[Stored records]
----------------------------------------
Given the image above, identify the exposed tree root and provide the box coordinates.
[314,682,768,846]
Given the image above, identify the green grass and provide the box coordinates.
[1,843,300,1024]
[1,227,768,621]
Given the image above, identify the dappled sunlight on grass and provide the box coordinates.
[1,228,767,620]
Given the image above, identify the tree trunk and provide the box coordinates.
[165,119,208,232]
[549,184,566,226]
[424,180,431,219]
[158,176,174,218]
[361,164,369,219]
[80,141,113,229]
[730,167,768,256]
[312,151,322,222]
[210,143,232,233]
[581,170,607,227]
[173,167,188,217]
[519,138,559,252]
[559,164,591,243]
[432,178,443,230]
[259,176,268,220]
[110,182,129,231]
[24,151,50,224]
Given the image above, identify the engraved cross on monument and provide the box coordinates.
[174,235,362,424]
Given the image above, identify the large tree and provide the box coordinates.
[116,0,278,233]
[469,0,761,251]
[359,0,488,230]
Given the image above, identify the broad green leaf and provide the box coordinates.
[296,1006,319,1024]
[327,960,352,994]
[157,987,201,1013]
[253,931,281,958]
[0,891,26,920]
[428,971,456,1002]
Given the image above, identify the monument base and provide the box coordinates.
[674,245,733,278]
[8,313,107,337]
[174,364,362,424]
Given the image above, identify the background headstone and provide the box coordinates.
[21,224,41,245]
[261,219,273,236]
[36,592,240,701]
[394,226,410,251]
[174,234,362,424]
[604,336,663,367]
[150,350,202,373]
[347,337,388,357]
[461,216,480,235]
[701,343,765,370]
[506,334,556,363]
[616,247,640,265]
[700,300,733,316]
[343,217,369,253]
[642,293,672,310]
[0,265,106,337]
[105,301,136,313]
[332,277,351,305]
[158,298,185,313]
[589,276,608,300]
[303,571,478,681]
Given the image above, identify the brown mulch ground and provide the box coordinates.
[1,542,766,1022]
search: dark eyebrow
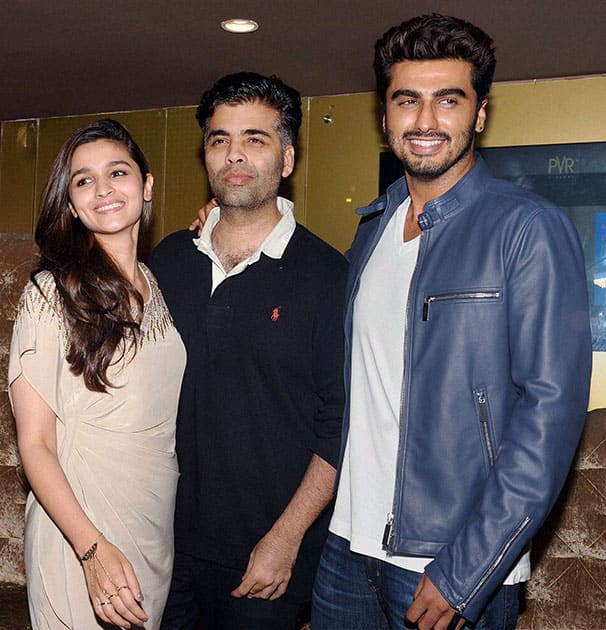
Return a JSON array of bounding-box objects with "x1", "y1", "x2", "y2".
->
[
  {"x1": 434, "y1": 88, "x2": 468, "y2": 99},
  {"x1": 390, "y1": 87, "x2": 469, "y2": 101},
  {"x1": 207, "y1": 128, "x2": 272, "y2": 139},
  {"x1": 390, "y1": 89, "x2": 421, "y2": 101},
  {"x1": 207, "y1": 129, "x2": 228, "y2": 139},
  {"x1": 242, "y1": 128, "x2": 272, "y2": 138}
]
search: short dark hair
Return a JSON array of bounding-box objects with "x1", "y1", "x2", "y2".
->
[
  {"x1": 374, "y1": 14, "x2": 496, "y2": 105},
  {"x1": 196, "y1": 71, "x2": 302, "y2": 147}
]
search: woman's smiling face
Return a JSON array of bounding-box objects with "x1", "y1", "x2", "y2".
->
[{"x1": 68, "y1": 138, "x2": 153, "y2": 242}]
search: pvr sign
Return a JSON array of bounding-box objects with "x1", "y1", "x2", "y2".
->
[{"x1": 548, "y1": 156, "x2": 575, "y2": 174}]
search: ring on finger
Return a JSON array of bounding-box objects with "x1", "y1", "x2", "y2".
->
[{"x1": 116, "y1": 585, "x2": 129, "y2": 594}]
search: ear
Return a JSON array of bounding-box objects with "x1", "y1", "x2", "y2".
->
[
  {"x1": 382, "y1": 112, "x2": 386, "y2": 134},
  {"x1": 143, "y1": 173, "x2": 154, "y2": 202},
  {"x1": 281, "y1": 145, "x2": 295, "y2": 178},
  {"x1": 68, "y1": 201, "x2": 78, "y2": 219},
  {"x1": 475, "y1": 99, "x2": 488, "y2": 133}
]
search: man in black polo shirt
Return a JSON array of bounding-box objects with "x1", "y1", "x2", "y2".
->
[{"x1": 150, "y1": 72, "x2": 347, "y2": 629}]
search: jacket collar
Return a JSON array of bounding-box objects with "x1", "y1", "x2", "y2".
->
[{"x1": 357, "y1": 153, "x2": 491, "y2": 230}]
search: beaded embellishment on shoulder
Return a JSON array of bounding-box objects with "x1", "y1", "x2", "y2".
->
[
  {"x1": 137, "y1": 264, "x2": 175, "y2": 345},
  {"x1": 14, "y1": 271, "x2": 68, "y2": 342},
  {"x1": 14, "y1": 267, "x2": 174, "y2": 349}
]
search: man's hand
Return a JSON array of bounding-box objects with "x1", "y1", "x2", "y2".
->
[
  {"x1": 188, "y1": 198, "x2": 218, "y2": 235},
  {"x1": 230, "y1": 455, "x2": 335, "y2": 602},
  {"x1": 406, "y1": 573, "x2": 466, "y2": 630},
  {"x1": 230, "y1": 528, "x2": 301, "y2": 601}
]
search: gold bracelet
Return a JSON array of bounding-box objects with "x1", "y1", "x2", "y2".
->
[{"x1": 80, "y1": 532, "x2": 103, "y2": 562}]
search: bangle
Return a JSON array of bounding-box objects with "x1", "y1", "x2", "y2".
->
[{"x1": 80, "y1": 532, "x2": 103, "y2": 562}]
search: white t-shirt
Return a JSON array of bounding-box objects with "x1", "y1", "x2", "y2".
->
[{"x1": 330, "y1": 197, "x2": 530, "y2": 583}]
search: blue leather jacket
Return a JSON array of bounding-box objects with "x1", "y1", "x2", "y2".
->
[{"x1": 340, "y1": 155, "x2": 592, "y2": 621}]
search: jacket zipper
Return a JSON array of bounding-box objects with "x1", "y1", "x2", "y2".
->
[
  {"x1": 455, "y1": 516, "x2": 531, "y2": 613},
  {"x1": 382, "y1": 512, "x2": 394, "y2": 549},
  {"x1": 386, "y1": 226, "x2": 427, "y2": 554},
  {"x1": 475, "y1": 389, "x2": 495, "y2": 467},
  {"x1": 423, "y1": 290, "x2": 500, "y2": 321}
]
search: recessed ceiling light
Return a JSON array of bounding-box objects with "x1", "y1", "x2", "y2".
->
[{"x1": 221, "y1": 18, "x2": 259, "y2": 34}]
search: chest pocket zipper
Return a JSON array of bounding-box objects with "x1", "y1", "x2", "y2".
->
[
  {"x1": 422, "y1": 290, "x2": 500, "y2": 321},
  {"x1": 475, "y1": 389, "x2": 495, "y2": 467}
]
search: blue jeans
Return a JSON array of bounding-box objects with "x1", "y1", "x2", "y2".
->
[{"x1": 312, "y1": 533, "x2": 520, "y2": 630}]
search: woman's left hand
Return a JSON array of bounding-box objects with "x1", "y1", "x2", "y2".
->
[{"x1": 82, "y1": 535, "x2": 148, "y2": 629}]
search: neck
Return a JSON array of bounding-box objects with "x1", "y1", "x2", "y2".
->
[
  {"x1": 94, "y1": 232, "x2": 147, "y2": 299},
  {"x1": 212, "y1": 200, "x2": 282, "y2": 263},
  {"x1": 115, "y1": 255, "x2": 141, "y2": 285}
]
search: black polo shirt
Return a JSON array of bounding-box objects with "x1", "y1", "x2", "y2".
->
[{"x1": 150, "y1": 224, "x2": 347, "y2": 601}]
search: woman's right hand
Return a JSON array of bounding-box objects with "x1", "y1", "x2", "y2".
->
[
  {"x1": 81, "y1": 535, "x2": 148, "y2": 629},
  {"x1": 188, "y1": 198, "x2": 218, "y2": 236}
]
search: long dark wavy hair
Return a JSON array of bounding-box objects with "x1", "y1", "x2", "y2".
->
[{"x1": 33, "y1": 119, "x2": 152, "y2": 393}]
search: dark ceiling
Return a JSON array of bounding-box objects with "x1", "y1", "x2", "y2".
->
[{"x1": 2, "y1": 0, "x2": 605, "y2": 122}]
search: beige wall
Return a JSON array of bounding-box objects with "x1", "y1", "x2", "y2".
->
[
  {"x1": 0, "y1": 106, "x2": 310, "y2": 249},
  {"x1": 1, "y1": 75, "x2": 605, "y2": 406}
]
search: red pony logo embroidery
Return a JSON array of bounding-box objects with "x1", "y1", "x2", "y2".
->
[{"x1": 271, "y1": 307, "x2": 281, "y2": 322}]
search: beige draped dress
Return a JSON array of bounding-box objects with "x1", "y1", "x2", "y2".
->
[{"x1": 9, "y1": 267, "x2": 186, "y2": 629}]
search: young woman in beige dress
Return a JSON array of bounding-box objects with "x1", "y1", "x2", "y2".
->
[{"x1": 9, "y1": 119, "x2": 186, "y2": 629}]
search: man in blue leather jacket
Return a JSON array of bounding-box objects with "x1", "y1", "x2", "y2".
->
----------------------------------------
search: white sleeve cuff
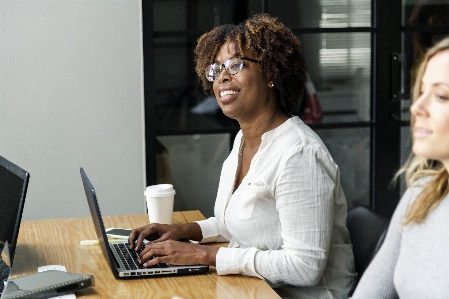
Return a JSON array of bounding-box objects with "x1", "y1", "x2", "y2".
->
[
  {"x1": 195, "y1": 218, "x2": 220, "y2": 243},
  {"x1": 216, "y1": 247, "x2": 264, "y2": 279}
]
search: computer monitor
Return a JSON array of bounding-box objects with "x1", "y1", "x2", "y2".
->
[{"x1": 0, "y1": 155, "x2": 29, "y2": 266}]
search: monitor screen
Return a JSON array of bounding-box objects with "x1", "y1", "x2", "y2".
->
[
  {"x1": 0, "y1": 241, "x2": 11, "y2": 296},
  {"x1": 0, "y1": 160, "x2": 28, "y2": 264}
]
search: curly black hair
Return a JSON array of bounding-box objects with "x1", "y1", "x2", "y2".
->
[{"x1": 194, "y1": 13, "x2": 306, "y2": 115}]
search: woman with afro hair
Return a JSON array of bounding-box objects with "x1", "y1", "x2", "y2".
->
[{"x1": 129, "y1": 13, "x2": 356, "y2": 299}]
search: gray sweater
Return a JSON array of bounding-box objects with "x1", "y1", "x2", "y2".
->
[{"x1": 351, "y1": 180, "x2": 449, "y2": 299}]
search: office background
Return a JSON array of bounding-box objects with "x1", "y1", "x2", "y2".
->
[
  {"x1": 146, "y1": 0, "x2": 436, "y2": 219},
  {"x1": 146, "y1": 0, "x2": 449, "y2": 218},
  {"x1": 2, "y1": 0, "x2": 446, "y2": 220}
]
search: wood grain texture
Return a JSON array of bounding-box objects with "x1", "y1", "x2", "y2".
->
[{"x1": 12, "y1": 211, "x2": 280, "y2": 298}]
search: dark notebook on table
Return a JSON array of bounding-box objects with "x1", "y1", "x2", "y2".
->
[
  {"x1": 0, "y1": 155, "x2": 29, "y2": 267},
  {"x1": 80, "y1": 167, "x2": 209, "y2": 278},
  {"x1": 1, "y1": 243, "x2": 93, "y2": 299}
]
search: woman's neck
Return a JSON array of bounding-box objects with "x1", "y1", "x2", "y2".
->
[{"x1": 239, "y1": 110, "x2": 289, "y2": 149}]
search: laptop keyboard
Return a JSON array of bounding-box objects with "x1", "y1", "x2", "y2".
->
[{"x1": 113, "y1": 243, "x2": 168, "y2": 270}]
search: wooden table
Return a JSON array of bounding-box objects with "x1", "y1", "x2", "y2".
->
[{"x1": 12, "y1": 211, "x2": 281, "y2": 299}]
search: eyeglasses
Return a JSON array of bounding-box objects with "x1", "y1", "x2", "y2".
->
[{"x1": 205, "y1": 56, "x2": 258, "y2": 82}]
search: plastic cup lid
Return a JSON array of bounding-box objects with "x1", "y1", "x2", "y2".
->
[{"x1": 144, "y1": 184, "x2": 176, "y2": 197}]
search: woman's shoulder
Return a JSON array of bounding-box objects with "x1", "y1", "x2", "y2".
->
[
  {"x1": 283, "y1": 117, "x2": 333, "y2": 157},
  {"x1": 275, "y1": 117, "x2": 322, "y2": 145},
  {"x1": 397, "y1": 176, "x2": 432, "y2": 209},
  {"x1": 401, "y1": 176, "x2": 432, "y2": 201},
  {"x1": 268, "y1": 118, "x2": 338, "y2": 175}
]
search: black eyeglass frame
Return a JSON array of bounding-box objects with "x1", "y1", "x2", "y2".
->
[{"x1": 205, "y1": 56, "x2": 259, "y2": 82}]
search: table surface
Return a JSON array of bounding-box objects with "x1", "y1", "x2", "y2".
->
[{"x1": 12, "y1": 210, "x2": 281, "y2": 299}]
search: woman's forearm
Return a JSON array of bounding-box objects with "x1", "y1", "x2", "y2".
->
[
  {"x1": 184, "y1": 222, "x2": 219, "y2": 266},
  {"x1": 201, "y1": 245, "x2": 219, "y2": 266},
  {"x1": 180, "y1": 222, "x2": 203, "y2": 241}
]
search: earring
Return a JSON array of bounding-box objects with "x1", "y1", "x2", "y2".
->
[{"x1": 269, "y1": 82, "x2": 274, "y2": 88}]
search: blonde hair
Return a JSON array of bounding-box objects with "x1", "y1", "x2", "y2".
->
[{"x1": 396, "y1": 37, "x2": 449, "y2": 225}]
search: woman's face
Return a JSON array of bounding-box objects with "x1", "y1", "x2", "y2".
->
----------------------------------------
(YOUR TASK):
Gather all lines with the string "jacket" from the data.

(SOLUTION TO THIS TASK):
search: jacket collar
search: blue leather jacket
search: jacket zipper
search: man in blue leather jacket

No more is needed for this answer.